• [Exercise text]

There is no such thing as an incomplete conviction in a murder trial. It is a binary game: guilty or not guilty. In the kind of case that was at hand, one where circumstantial evidence was heavily relied upon, the ‘book’ didn’t just have to have all its chapters, it was necessary for each one to lead to the next. That was the law: every link in the chain of circumstantial evidence has to be fixed, and unbreakable, for a guilty verdict. If the defence was able to manipulate the prosecution in a way that gaps remained, then a wise judge would see them and acquit.
There was another view. If you coaxed the prosecution’s witnesses into filling in the blanks by telling a story that was illogical and unfounded on the facts on record, a wise judge would see that too, and he would acquit.
In the Aarushi–Hemraj murders, the issue was whether it was more expeditious for the Talwars to have the CBI leave blank pages or to have them narrate absurd, invented scenarios. The missing ‘chapters’ had to do with the six hours between midnight of 15 May and 6 a.m. the following day. What took place in the flat during those hours?
Although there had been insinuations to the effect that Aarushi and Hemraj were having sex, the most recent being Dr Raj’s theory on Hemraj’s post-mortem erection, no witness had directly said so. This was one of the ‘blank pages’. No witness had described how the actual assaults took place either, and this was another chunk that was missing.
Within the team of defence lawyers, there was a clear difference of opinion on how to tackle the cross-examination of the two final witnesses in the trial, Dr M.S. Dahiya and A.G.L. Kaul.
Tanveer Ahmed Mir led the defence; Satyaketu Singh, who practised out of Ghaziabad, supported him. It was part of Mir’s routine to prepare a questionnaire for all his cross-examinations and run it by his clients, chopping and changing after arriving at a consensus. But Mir had no control over what Singh might ask. This frustrated Mir, but from the Talwars’ perspective, it was important to respect the local knowledge and experience that Singh brought to the table. Without the support of the Ghaziabad regulars, the Talwars would be lost in the premises of the ‘kacheri’.
Satyaketu Singh had played a significant, perhaps underrated, role in the Talwars’ defence. His small chamber was often the alternative venue for the Talwars’ less than private conferences with their lawyers. He was basically a civil lawyer—one reason the Talwars felt they had to bring the criminal law specialist Mir in—but he was also someone who had an excellent feel for how the Ghaziabad court worked. He commanded a fair amount of respect in the premises: in part because he had been around for a few decades and knew the system, but mostly because people thought of him as upright. He had a straightforward, even stern, demeanour, and this didn’t change when he appeared before Judge Shyam Lal.

• [Complete the following]
1. Answer these questions from the text on the Aarushi–Hemraj trial.
(a) Which hours made up the missing "chapters"?
(b) Who were the two final witnesses in the trial?
(c) What kind of lawyer was Satyaketu Singh basically?
2. Rewrite the paragraph of the text on the Aarushi–Hemraj trial that begins "Satyaketu Singh had played a significant" as a list of its main facts.
3. Decide whether each statement agrees with the text on the Aarushi–Hemraj trial. Answer yes or no, and quote the words of the text that decide it.
(a) Satyaketu Singh practised out of Ghaziabad.
(b) A witness had directly said that Aarushi and Hemraj were having sex.
(c) Mir prepared a questionnaire for his cross-examinations.

• [Source material]
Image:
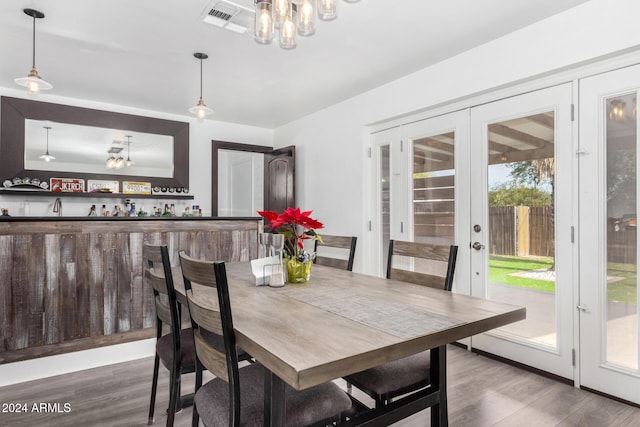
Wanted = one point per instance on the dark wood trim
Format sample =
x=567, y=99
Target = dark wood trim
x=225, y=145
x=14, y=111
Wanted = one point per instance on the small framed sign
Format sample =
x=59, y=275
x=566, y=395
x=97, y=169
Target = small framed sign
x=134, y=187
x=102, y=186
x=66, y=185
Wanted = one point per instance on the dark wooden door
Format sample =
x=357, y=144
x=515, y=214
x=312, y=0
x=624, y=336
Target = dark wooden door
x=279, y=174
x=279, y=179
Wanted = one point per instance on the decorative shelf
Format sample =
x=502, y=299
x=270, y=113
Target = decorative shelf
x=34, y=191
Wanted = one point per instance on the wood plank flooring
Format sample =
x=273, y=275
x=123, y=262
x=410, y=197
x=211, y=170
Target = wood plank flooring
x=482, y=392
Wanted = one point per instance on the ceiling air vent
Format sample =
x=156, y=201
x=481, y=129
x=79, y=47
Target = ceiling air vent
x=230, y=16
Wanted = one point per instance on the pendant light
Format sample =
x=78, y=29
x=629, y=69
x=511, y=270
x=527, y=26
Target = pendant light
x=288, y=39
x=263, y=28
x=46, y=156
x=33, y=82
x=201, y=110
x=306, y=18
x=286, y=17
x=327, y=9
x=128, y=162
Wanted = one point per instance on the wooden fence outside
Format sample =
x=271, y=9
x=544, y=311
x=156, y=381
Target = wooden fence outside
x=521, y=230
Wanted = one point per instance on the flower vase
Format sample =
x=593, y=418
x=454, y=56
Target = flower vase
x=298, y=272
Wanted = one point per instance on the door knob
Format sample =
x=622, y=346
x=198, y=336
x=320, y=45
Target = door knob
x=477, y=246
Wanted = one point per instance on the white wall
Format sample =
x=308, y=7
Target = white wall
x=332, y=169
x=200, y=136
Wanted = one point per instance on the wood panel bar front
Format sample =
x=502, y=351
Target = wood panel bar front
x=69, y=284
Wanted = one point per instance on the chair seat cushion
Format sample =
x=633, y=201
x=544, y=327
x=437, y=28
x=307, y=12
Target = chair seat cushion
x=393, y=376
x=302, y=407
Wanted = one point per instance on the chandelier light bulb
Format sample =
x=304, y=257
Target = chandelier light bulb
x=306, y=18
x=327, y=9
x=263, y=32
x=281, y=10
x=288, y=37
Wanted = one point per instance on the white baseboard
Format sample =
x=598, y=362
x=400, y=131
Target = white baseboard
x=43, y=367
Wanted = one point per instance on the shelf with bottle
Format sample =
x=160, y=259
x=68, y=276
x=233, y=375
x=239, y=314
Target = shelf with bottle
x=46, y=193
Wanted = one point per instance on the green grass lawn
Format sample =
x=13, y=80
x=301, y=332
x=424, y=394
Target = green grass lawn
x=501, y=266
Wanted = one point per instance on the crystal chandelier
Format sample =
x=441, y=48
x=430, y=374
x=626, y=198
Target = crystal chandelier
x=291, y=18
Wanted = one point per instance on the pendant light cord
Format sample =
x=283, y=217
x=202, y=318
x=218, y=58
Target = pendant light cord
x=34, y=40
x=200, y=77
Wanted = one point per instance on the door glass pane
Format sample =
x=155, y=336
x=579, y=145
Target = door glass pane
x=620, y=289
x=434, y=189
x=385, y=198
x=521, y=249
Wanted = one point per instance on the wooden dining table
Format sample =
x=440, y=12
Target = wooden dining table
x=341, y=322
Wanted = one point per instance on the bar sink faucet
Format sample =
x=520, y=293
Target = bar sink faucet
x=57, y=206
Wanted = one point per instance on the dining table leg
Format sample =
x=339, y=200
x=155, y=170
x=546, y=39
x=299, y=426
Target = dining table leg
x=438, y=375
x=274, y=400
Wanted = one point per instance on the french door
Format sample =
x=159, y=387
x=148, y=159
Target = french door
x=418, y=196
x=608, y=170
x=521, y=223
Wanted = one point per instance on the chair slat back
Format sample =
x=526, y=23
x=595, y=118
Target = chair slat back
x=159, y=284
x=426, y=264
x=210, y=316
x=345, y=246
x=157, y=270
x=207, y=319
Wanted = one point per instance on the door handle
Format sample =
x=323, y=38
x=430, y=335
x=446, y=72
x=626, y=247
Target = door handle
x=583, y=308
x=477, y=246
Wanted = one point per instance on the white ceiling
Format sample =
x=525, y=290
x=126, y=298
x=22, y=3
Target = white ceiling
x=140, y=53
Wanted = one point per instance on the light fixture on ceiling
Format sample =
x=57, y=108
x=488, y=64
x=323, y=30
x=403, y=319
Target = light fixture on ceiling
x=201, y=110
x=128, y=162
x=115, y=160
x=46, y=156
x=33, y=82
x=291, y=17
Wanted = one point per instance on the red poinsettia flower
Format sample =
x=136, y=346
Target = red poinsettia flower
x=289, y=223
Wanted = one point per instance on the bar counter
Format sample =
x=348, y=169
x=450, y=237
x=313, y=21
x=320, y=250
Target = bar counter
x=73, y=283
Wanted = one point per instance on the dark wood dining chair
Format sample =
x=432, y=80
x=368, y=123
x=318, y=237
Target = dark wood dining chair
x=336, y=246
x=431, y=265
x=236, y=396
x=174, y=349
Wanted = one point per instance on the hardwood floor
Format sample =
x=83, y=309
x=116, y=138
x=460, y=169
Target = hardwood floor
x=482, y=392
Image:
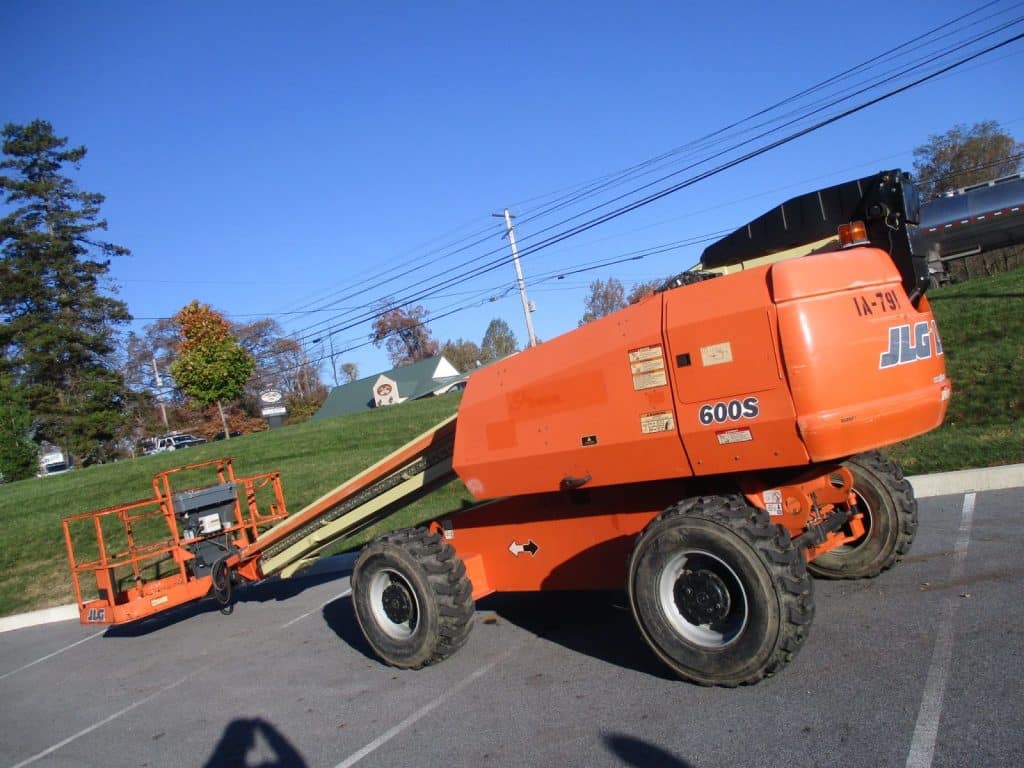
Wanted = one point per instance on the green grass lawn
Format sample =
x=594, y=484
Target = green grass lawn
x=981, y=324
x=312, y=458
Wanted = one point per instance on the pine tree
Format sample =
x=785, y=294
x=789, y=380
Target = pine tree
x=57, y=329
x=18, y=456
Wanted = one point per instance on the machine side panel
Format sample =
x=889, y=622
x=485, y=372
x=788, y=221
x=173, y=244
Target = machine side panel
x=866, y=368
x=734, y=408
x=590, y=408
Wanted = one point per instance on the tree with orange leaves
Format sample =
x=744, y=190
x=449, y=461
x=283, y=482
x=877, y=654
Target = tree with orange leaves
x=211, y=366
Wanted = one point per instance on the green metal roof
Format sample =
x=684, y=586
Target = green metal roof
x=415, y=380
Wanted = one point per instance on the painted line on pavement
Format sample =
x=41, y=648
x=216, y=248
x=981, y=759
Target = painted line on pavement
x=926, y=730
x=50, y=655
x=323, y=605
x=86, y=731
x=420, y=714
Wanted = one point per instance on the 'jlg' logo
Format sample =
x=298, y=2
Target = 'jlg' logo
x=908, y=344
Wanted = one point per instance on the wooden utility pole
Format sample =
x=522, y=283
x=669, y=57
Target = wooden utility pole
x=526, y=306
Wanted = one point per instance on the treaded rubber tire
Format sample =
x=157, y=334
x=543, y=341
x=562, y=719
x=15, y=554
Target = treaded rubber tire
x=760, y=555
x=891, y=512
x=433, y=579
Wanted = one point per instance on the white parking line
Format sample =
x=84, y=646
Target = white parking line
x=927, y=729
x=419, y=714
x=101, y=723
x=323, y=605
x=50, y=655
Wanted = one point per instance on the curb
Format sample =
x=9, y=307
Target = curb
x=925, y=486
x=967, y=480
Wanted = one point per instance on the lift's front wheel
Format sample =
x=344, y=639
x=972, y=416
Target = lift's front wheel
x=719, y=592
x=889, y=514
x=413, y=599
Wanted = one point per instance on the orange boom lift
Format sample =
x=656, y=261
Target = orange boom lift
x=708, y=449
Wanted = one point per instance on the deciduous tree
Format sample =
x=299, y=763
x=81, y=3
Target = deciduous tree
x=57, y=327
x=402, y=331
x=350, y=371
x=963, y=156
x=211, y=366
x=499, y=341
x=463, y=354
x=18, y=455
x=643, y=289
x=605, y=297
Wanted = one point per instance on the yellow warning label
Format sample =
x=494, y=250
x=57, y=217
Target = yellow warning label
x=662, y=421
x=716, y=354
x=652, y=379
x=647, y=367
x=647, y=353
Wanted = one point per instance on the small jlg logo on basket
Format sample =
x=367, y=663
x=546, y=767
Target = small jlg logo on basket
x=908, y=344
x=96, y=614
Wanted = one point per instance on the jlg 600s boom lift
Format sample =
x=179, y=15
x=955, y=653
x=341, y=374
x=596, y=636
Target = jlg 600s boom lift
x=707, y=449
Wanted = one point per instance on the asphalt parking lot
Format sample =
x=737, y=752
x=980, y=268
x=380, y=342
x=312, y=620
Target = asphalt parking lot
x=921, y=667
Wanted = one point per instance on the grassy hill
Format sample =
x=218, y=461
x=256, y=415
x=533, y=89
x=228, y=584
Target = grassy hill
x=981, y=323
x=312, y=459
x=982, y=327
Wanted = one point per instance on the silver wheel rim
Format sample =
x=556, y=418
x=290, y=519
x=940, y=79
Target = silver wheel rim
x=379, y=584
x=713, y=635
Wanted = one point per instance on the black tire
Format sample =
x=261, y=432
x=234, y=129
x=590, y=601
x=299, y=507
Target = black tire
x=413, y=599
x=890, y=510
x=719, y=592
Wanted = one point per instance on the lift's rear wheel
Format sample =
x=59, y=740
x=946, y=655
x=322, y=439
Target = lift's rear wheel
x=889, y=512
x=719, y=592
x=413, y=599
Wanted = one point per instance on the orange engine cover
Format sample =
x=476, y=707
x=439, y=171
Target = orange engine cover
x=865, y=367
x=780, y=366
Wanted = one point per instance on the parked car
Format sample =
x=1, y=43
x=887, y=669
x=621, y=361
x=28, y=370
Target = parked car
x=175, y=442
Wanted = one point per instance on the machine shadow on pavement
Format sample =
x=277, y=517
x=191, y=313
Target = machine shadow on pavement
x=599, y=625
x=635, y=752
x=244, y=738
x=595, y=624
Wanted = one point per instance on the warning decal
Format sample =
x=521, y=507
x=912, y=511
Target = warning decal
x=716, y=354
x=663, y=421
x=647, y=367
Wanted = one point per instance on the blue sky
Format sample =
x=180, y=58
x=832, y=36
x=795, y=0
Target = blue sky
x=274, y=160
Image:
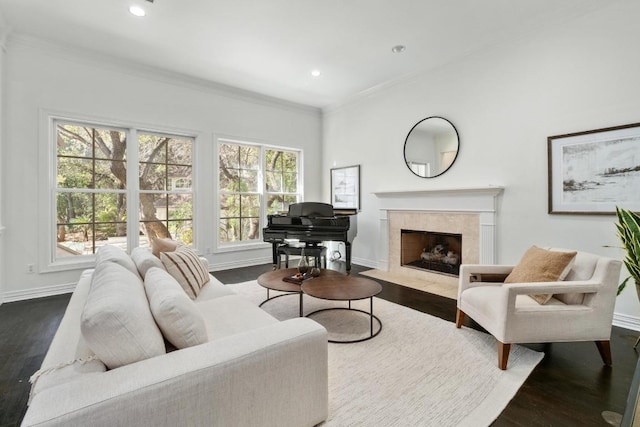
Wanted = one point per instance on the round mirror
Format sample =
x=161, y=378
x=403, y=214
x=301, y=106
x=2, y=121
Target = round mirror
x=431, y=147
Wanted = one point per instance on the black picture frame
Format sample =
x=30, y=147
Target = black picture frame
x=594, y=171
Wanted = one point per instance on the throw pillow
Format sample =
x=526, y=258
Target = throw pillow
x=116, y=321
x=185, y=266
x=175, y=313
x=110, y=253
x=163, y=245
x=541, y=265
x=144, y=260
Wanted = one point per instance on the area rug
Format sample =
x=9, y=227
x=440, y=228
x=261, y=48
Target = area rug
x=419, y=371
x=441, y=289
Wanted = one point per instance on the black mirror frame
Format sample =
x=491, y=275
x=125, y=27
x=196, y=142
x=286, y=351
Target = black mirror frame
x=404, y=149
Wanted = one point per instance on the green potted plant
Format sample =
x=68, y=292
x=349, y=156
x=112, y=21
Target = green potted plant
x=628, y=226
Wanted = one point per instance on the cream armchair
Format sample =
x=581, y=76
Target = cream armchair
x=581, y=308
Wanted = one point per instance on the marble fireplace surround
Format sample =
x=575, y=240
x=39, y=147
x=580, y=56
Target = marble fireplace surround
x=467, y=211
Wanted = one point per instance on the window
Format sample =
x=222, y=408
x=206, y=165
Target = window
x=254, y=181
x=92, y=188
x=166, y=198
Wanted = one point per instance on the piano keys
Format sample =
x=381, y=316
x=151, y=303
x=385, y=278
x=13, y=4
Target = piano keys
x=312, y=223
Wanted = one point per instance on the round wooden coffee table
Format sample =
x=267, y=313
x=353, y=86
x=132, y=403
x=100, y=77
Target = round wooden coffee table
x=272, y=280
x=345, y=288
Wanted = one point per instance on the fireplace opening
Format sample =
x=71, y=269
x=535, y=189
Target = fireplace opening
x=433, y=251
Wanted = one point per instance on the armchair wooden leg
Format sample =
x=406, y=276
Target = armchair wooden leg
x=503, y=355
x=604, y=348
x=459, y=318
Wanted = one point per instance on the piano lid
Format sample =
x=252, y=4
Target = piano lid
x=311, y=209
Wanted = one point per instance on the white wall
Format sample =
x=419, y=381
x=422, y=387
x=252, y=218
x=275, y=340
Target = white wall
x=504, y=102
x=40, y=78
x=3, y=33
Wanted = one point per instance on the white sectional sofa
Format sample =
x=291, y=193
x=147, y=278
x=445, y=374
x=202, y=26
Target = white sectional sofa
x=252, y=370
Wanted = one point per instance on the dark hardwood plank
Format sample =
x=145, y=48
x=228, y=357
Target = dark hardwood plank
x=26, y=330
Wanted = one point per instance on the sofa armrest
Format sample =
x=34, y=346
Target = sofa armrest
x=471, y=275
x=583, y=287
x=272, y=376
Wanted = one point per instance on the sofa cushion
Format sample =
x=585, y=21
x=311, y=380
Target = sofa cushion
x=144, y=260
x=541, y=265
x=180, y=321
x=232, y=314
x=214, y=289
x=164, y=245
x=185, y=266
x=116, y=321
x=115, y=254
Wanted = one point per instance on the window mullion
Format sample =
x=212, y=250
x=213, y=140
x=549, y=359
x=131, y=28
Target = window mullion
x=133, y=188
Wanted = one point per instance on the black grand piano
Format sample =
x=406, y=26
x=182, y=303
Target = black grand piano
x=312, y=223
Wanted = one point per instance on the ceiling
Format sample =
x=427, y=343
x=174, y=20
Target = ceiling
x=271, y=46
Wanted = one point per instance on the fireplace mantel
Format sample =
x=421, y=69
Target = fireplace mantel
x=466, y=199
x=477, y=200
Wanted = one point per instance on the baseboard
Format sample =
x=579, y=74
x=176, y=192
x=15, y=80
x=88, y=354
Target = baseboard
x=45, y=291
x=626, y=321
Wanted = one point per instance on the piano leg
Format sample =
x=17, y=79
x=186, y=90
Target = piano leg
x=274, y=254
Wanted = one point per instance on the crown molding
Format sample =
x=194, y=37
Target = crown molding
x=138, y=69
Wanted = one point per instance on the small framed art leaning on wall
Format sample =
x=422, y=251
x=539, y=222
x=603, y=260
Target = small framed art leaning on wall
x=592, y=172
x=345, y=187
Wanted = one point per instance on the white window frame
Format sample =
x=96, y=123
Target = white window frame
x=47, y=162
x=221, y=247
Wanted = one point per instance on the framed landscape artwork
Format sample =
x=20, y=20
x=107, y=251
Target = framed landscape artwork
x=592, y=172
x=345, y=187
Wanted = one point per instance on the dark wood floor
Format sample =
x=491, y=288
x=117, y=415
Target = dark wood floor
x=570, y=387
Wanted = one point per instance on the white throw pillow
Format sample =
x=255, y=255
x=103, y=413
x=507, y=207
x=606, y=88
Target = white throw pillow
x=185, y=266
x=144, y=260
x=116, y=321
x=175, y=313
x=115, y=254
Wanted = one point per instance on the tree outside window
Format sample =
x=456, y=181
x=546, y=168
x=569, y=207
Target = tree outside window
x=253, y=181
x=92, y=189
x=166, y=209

• [Outputs for the tasks]
1.
(a) The six hours between midnight of 15 May and 6 a.m. the following day.
(b) Dr M.S. Dahiya and A.G.L. Kaul.
(c) A civil lawyer.

2.
- Satyaketu Singh played a significant, perhaps underrated, role in the Talwars' defence.
- His small chamber often served as an alternative venue for the Talwars' conferences with their lawyers.
- He was basically a civil lawyer, one reason the Talwars brought in the criminal law specialist Mir.
- He had an excellent feel for how the Ghaziabad court worked.
- He was respected in the premises, partly for his decades of experience but mostly because people thought him upright.
- His straightforward, even stern, demeanour stayed the same before Judge Shyam Lal.

3.
(a) Yes: "Satyaketu Singh, who practised out of Ghaziabad, supported him."
(b) No: "no witness had directly said so."
(c) Yes: "It was part of Mir’s routine to prepare a questionnaire for all his cross-examinations"